Excerpted passage:

* start *

Across 78 villas audited in 2025 and 2026, 31 delivered fewer than three of the staff roles their listings named. Forty percent. The headline of six staff was a working reality of one.
By The Villas For Kings desk
"Full staff" is the most abused phrase in luxury villa marketing. A buyer reads it and pictures a butler, a housekeeper, a chef, a gardener, a driver, and a maintenance lead, in residence and on call. A villa operator writes it and means, on average, that the villa has access to a roster of contractors who can be summoned during business hours, possibly. The two meanings are not the same. The price gap between them is roughly $4,000 a week, every week, for the duration of the stay.
From January 2025 through March 2026 we audited 78 villas advertising full staff or live-in staff across nine destinations. The audit method was simple. We collected the listing's staff claims at booking time, we sent in a guest party for the rental week, and we logged which of the named roles were physically present during the stay. The threshold for "delivered" was straightforward: the role had to be performed by a person of the seniority implied by the title, for at least 75 percent of the hours the listing promised.
Of the 78, 47 delivered the staff package as advertised. Sixty percent. Thirty-one did not. The pattern of the failure is repeatable. So is the fix.
The most common failure mode. The listing names a dedicated housekeeper. The reality is a cleaner who arrives at 8 a.m., works the villa until 1 p.m., and then moves to the second villa, the third, and the fourth on the same management roster. The guest sees the cleaner once, in the morning, and then never. The bedrooms get turned, the kitchen gets wiped, the laundry leaves. The relationship the listing implied (a housekeeper who knows your family by Thursday) does not happen.
We logged this pattern at 19 of 31 failed villas. Concentrated in Mykonos, Mallorca, and the Algarve, where management companies running portfolios of 8 to 30 villas rotate housekeeping staff across the inventory on the same cleaning day.
The fix is contractual. Write into the rental agreement the housekeeper's hours by day, the housekeeper's name, and the right to a partial-rate refund if the housekeeper does not appear for those hours. Brokers who are doing their job will not push back on this. Brokers who push back are protecting an operator who knows the staffing is light.
The second pattern. The listing says "private chef on request" or "private chef available." A reader expects this to mean a chef who is on the property's payroll, in residence, ready to cook two meals a day. The actual structure: the operator has a relationship with three or four freelance chefs in the destination who can be contacted, and the chef's rate is on top of the headline. The "included" chef is a referral, not a member of staff.

* end *

The tasks:
**a)** Tally the lines in the entries that contain the word "fairway", with case counting, and reply with the number alone.
**b)** Extend the villa staffing article, starting right after its last sentence.
The villa staffing article and the entries that follow it have no connection to each other.

Dataset:
* start *

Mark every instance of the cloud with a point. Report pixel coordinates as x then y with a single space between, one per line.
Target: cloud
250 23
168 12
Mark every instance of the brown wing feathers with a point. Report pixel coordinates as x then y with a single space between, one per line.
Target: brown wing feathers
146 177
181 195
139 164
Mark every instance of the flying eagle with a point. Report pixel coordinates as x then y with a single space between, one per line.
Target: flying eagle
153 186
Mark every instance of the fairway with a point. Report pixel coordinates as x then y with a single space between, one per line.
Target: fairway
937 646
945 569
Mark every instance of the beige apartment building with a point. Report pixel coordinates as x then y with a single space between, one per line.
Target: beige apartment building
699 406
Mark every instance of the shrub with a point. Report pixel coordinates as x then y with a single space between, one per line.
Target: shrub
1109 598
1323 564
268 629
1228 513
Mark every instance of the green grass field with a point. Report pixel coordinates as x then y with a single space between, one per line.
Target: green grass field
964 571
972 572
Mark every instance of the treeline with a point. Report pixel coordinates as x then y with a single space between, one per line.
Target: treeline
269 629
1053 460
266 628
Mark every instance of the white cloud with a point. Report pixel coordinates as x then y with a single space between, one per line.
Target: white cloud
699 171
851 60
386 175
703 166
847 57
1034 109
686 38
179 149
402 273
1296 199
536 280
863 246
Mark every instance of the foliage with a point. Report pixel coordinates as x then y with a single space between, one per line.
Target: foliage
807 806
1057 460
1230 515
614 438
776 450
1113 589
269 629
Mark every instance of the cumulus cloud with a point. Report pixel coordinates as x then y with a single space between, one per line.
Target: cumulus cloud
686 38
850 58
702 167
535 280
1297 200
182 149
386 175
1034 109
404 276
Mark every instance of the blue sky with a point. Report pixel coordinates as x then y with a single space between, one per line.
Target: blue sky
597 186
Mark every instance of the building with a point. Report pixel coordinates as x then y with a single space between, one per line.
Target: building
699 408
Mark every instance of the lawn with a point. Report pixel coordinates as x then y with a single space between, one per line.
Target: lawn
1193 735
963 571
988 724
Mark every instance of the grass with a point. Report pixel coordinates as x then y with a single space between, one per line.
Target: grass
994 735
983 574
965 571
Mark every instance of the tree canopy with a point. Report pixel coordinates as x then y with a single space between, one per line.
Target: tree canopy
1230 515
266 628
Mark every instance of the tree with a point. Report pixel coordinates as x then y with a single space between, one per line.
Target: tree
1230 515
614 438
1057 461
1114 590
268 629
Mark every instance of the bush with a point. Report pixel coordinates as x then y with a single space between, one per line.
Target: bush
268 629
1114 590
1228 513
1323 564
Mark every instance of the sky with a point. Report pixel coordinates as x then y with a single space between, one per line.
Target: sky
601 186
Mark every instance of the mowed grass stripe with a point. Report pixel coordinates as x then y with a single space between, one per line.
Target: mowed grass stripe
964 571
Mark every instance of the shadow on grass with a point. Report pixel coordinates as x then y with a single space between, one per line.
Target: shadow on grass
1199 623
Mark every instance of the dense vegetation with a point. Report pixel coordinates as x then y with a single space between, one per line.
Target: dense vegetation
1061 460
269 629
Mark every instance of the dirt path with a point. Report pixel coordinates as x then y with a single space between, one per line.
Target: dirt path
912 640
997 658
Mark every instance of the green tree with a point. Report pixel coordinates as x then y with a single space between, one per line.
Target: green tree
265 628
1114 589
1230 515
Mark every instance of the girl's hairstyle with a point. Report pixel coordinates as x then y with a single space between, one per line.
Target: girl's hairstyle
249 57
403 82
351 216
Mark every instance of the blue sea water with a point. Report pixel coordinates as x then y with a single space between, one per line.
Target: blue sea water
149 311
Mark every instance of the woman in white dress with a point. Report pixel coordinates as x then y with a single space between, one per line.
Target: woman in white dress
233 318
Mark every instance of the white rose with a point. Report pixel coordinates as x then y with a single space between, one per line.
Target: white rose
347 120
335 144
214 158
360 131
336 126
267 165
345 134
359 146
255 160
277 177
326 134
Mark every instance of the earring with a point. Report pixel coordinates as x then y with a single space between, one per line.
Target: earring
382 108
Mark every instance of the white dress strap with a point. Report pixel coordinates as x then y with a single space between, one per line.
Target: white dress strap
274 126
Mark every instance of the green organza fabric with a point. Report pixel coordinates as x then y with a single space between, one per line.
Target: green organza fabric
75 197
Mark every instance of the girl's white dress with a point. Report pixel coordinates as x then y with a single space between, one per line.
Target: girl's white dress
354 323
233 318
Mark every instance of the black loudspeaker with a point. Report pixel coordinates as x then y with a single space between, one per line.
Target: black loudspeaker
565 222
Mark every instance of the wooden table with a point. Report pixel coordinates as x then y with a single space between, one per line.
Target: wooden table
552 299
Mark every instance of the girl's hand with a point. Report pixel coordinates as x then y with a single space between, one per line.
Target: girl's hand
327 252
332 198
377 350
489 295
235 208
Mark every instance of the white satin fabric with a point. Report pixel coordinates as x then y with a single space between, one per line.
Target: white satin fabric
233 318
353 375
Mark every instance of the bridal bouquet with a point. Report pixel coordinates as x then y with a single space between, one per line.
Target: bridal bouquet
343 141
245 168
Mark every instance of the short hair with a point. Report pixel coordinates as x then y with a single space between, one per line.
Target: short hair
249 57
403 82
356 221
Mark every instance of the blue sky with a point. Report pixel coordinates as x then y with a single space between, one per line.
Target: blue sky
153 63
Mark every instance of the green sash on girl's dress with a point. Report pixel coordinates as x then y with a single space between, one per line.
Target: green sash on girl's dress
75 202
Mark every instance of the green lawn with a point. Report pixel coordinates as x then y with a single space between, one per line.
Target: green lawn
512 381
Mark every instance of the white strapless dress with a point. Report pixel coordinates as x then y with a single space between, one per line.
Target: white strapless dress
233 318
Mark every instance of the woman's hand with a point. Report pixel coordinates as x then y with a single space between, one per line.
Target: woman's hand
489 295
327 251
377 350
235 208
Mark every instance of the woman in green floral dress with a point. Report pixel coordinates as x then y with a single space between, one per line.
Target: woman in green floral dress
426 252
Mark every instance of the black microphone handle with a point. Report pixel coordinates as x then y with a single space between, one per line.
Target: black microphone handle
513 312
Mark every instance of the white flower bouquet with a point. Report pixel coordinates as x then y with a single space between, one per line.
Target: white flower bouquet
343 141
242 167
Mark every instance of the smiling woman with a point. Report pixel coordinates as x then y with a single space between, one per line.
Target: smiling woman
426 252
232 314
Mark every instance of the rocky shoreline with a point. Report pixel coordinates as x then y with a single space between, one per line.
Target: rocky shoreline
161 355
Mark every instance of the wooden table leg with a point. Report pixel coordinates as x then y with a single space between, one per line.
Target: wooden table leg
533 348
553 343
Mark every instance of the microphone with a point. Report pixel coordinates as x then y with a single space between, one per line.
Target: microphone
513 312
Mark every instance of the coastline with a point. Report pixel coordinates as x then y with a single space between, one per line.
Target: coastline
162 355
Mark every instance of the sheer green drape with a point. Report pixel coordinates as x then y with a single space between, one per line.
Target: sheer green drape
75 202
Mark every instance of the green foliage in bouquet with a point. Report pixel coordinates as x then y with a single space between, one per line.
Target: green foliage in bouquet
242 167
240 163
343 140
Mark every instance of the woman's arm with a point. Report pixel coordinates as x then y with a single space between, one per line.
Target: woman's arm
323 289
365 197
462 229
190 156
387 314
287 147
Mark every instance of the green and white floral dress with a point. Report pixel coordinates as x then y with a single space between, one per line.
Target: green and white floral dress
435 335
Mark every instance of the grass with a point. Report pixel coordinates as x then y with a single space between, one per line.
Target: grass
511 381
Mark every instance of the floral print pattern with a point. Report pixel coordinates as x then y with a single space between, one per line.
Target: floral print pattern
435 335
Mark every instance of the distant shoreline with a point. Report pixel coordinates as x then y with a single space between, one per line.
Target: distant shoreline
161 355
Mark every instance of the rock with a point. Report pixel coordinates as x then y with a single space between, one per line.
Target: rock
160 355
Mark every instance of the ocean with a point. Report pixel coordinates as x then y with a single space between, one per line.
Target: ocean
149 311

* end *

Answers per task:
**a)** 2

**b)**
We logged the phantom chef at 14 of 31 failed villas. The contractual rate clarification almost always exposes it. Ask the broker to specify: is the chef's day rate inside or outside the headline. Ask for the chef's contact details before booking. If the operator cannot provide them, the chef is not staffed.
The good news. Plenty of villas do have an in-house chef and the rate is fair. Le Collectionist and The Thinking Traveller properties in our 2025 sample delivered the chef-included claim at 88 percent and 91 percent respectively. The phantom chef is a long-tail problem on direct-listing sites.
A villa listing that names a gardener is implying landscape maintenance during the stay. The pattern we have seen at 11 of 31 failed villas: the gardener appears on day one for two hours, trims the hedges, leaves, and is not seen again. If the pool needs skimming, if the umbrellas need lowering, if the lawn needs watering after the wedding party trampled it, that is not the gardener's remit. That is the housekeeper's, and the housekeeper is also working two other villas today.
What we ask. Is the gardener on site daily and for how many hours. Most listings hedge. The honest answer is two to three hours every other day for a four-bedroom Mediterranean property. If the listing implies more, the rate should reflect it.
A driver, in the luxury villa sense, is a person attached to a vehicle, on the property's payroll, available during the guest's waking hours, and able to do school-runs, restaurant transfers, airport pickups, and emergency runs. We logged seven of 31 failed villas where the "driver included" claim resolved to a local taxi operator who took the villa's calls before others. That is a relationship, not a staff role. It is also slower and less reliable.
The contractual test. Is the driver in uniform, in a vehicle the villa provides or supplies fuel for, and available without the guest paying separately. If the driver is paid per trip in cash to a phone number, the driver is a taxi, not a staff member.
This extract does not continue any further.